Your task is to retype, exactly, the line containing "# point at: horse ear (one per instance)" and every later line through the end of the listing, with pictures omitted.
--- START ---
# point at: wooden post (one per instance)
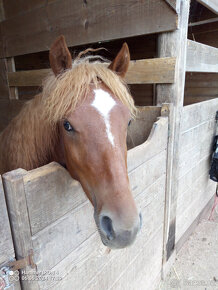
(173, 44)
(19, 220)
(11, 68)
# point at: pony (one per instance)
(80, 120)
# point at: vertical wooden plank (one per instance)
(4, 89)
(11, 68)
(6, 244)
(173, 44)
(19, 220)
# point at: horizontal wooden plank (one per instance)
(21, 7)
(201, 58)
(145, 71)
(201, 92)
(210, 4)
(84, 22)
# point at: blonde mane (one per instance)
(30, 140)
(62, 94)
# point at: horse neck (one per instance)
(29, 141)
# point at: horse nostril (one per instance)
(106, 226)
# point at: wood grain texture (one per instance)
(195, 189)
(19, 218)
(140, 127)
(146, 71)
(6, 244)
(201, 58)
(4, 90)
(84, 22)
(210, 4)
(171, 44)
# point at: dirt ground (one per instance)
(196, 265)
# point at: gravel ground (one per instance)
(196, 265)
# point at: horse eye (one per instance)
(68, 127)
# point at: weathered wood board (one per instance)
(6, 244)
(62, 232)
(195, 189)
(210, 4)
(33, 29)
(7, 252)
(201, 58)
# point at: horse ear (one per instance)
(59, 56)
(121, 62)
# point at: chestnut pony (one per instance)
(80, 120)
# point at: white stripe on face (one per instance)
(104, 103)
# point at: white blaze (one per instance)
(104, 103)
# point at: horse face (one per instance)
(95, 153)
(93, 138)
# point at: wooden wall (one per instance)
(195, 189)
(203, 28)
(61, 231)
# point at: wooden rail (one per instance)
(145, 71)
(201, 58)
(33, 27)
(210, 4)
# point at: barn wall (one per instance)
(202, 86)
(195, 188)
(62, 232)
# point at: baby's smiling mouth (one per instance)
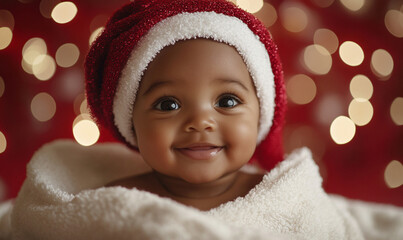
--- END ---
**Solution for this problem:**
# point at: horse ear (one per instance)
(59, 56)
(121, 62)
# point at: chestnut pony (one per instance)
(80, 120)
# point at: white stripe on face (one per instance)
(104, 103)
# point at: white blaze (one per instance)
(104, 103)
# point at: horse face (one per instance)
(95, 153)
(93, 138)
# point at: wooden wall (one per instance)
(195, 189)
(203, 28)
(61, 231)
# point at: wooden rail (one per instance)
(145, 71)
(201, 58)
(33, 27)
(210, 4)
# point at: barn wall (one per instance)
(202, 86)
(195, 188)
(62, 232)
# point at: baby's smiling mouth (one per instance)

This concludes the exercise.